■ **Supplied data**:
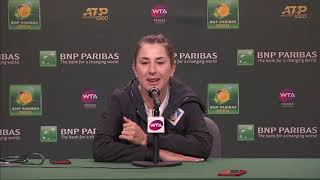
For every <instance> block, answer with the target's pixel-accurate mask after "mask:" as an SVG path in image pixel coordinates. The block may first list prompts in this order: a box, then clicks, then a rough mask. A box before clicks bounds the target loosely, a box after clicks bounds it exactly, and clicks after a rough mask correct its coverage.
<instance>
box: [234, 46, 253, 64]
mask: <svg viewBox="0 0 320 180" xmlns="http://www.w3.org/2000/svg"><path fill="white" fill-rule="evenodd" d="M237 65H239V66H253V65H254V52H253V49H238V51H237Z"/></svg>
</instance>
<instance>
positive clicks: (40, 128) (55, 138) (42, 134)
mask: <svg viewBox="0 0 320 180" xmlns="http://www.w3.org/2000/svg"><path fill="white" fill-rule="evenodd" d="M57 141H58V136H57V126H40V142H42V143H56V142H57Z"/></svg>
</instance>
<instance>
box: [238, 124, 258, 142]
mask: <svg viewBox="0 0 320 180" xmlns="http://www.w3.org/2000/svg"><path fill="white" fill-rule="evenodd" d="M237 134H238V138H237V139H238V141H254V125H253V124H238V133H237Z"/></svg>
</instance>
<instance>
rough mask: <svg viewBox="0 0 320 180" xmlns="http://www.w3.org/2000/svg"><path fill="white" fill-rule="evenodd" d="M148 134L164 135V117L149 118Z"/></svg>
mask: <svg viewBox="0 0 320 180" xmlns="http://www.w3.org/2000/svg"><path fill="white" fill-rule="evenodd" d="M148 133H164V118H163V117H162V116H149V117H148Z"/></svg>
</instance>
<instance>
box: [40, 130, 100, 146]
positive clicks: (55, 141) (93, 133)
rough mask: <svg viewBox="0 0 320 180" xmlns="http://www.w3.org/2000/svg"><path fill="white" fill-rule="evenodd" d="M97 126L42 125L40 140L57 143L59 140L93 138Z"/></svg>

■ **Work required**: Count the lines in the listing that contain the string "positive", with case counting, and reply with only the number.

■ **Answer to this exercise**: 2